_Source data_
-----

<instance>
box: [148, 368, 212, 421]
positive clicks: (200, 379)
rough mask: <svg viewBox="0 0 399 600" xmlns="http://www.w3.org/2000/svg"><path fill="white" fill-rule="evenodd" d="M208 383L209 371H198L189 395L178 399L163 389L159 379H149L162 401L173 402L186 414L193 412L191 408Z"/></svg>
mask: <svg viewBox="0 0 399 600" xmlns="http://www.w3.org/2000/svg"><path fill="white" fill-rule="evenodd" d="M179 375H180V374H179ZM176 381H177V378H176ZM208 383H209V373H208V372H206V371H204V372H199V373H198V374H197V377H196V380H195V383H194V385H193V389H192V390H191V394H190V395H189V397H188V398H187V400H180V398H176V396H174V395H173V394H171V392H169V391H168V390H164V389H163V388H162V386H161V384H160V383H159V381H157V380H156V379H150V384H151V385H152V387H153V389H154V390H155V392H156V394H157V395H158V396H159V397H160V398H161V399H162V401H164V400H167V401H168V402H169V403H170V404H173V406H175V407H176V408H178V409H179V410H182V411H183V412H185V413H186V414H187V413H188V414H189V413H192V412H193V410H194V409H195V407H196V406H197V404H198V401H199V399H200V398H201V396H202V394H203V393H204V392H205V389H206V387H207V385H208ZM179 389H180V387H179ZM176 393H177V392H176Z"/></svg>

-----

Copy all of the data above verbatim, leaving every line unchanged.

<instance>
box: [148, 368, 212, 421]
positive clicks: (200, 379)
rough mask: <svg viewBox="0 0 399 600" xmlns="http://www.w3.org/2000/svg"><path fill="white" fill-rule="evenodd" d="M208 383L209 371H198L189 395L178 399L163 389L159 379H149L162 401L173 402L186 414L193 412L191 408Z"/></svg>
mask: <svg viewBox="0 0 399 600" xmlns="http://www.w3.org/2000/svg"><path fill="white" fill-rule="evenodd" d="M179 375H180V374H179ZM176 381H177V378H176ZM208 383H209V373H208V372H206V371H204V372H199V373H198V374H197V377H196V380H195V383H194V385H193V389H192V390H191V394H190V395H189V397H188V398H187V400H180V398H176V396H174V395H173V394H171V392H169V391H168V390H164V389H163V388H162V386H161V384H160V383H159V381H157V380H156V379H150V384H151V385H152V387H153V389H154V390H155V392H156V394H157V395H158V396H159V397H160V398H161V399H162V401H164V400H167V401H168V402H169V403H170V404H173V406H175V407H176V408H178V409H179V410H182V411H183V412H185V413H186V414H187V413H188V414H189V413H192V412H193V410H194V409H195V407H196V406H197V404H198V401H199V399H200V398H201V396H202V394H203V393H204V392H205V389H206V387H207V385H208ZM179 389H180V387H179ZM176 393H177V392H176Z"/></svg>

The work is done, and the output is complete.